• To be done: Retype the lines of every item below without changing a character, and leave the pictures out of your answer.

(Dataset records about object locations)
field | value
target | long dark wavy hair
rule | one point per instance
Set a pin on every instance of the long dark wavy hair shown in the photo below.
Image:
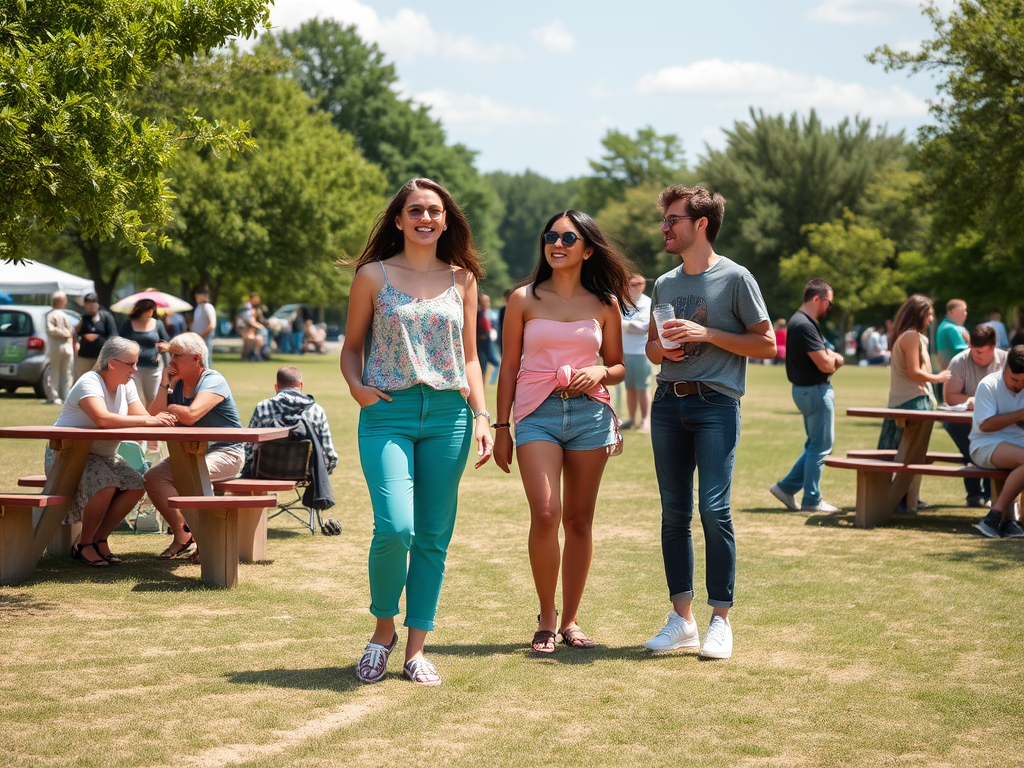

• Solution for this problem:
field | value
target | long dark wavy hair
rule | one point per instance
Set a pin on every instance of the long dark wavy hair shown in the photo below.
Image:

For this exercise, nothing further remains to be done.